--- Consigne 1 ---
Condensez en une ou deux phrases le paragraphe de l'extrait qui commence par « Ce spécialiste du centre commercial », sans perdre ses faits principaux.

--- Extrait ---

═══

Il choisit les centres commerciaux

Ce spécialiste du centre commercial et du gros débit vient de fêter ses 70 ans et ne dételle pas. Non pour végéter derrière un comptoir en repoussant une méchante retraite, mais pour poursuivre une expansion ininterrompue de ses affaires depuis 35 ans.

m Alain Simoneau

Et une, et deux, et trois affaires dans la galerie commerciale d'Auchan au sud-est de l'agglomération douaisienne. Et une quatrième au nord-ouest dans la galerie Leclerc. "Nous sommes les champions des centres commerciaux", pourraient chanter Maurice et Thérèse Leclerc sur l'air du grand stade. Mais ce n'est pas vraiment leur style. Leur vie, c'est plutôt le travail acharné et discret. Ils ont repris le 1er juillet dernier leur quatrième affaire, à un âge ou d'autres ont débrayé depuis un moment, alors que leurs vieux jours sont assurés par d'autres réussites antérieures. Thérèse Lemaire espère tout de même que celle-ci soit la dernière. Mais qui sait ? "Mes collègues me disent que je suis idiot d'être encore au boulot, mais j'aime bien", explique son mari. "Le bistrot, c'est une passion", ajoute-t-il, avant d'attaquer un repas copieux à la table de sa Taverne, l'affaire qu'il vient de reprendre. Un lieu qu'il connaissait bien pour l'avoir créé, développé et revendu en 1985.

═══

--- Consigne 2 ---
Recopiez à l'identique l'ensemble des enregistrements qui suivent, du premier au dernier.

═══

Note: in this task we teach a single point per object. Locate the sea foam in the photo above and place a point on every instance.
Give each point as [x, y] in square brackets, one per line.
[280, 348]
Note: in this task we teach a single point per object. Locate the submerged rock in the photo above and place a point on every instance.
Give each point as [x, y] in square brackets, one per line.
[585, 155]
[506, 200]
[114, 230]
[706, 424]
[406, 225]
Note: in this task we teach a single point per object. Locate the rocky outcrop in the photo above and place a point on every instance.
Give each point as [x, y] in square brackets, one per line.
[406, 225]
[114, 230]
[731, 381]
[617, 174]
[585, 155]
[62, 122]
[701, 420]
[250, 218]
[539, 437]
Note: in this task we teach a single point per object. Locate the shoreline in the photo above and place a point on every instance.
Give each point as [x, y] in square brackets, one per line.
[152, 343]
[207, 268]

═══

--- Résultat 1 ---
Ce spécialiste du centre commercial et du gros débit vient d'avoir 70 ans et continue de travailler. Il ne cherche pas à retarder sa retraite : il poursuit l'expansion de ses affaires, ininterrompue depuis 35 ans.

--- Résultat 2 ---
Note: in this task we teach a single point per object. Locate the sea foam in the photo above and place a point on every instance.
Give each point as [x, y] in square brackets, one per line.
[280, 348]
Note: in this task we teach a single point per object. Locate the submerged rock in the photo above and place a point on every instance.
Give each point as [x, y] in square brackets, one per line.
[585, 155]
[506, 200]
[114, 230]
[706, 424]
[406, 225]
Note: in this task we teach a single point per object. Locate the rocky outcrop in the photo above and place a point on every instance.
Give each point as [x, y] in square brackets, one per line.
[406, 225]
[114, 230]
[731, 381]
[617, 174]
[585, 155]
[62, 122]
[701, 420]
[250, 218]
[539, 437]
Note: in this task we teach a single point per object. Locate the shoreline in the photo above and place a point on every instance.
Give each point as [x, y] in square brackets, one per line.
[152, 343]
[207, 268]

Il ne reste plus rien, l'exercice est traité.